● **Data for this task**:
+---+

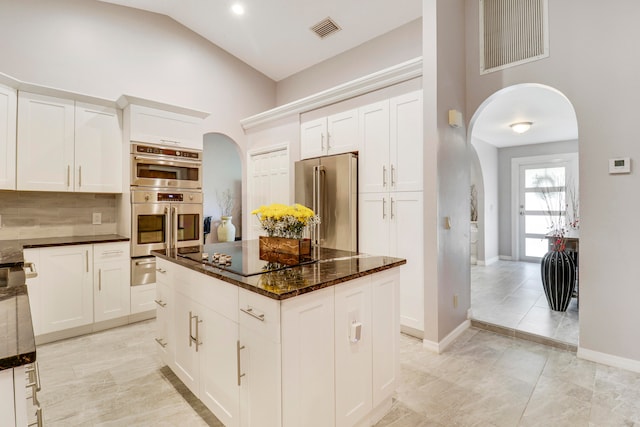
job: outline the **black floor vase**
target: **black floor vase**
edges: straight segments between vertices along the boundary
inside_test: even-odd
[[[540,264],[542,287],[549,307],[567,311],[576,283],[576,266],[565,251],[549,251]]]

+---+

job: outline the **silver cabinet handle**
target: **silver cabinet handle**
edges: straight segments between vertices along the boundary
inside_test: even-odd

+---+

Whenever the string "vase" shows up in a line of the records, copy that line.

job: outline the **black floor vase**
target: **black floor vase**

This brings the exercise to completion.